GIVEN EXERCISE >> Collect every line of the items below that contains the string "wearing", matching case exactly.

start

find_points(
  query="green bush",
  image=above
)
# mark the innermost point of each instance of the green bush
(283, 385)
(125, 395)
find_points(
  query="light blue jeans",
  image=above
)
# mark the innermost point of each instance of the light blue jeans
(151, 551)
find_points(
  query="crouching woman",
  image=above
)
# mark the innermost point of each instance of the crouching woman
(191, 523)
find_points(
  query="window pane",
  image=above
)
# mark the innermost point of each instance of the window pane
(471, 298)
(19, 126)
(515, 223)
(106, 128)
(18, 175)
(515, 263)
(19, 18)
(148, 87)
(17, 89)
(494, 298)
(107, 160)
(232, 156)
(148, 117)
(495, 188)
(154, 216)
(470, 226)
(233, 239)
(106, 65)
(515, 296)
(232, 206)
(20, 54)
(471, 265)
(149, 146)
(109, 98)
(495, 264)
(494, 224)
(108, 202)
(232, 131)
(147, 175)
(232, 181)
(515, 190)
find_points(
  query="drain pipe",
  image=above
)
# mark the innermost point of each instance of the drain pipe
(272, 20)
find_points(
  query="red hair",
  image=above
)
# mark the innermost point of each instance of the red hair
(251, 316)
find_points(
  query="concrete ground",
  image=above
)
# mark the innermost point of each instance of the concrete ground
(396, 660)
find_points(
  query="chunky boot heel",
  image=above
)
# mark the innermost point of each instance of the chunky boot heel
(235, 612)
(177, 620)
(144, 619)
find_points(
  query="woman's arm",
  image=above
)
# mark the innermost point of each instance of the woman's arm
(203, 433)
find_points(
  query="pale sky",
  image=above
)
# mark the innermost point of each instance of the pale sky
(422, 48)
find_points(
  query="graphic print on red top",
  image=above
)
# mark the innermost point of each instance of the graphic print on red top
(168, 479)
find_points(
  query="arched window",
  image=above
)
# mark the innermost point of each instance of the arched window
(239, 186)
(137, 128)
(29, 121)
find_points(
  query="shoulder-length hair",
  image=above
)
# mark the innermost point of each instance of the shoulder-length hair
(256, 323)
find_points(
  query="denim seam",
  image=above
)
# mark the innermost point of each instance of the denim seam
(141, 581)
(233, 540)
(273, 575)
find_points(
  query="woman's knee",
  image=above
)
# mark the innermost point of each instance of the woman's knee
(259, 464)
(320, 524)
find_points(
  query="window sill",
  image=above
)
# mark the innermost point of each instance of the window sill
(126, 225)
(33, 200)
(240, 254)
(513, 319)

end
start

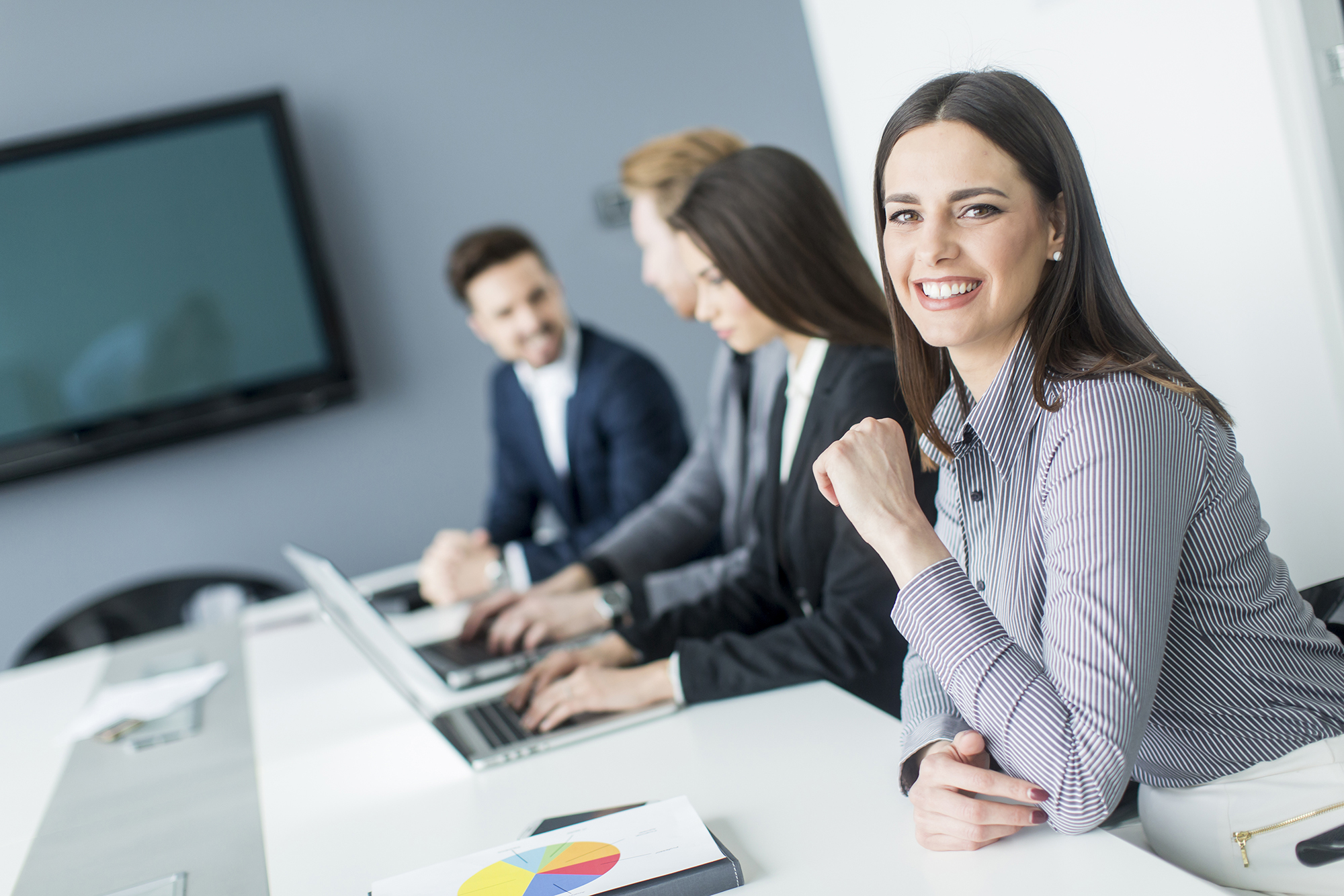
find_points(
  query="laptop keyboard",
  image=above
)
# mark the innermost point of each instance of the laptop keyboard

end
start

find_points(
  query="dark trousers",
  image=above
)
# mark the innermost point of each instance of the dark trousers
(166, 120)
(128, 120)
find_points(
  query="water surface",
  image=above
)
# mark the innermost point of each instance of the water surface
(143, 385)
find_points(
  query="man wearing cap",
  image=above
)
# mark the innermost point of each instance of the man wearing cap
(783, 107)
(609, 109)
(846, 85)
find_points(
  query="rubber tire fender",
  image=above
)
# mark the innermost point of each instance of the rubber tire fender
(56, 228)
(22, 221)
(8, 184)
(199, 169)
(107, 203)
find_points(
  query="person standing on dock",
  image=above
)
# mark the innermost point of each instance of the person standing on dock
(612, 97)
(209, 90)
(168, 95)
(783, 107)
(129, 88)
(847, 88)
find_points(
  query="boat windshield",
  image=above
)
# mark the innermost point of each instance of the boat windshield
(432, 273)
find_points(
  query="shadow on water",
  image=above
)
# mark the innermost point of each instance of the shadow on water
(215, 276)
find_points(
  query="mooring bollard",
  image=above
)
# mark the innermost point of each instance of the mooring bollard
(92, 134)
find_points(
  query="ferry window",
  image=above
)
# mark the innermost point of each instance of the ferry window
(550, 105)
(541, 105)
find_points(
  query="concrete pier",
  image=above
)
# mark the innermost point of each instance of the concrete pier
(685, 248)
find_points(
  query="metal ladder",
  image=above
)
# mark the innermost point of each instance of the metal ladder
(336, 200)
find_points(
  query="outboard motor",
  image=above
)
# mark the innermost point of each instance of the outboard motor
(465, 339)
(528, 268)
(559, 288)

end

FULL ANSWER >>
  query="man wearing cap",
# mark the innermost point of each instance of the man wearing cap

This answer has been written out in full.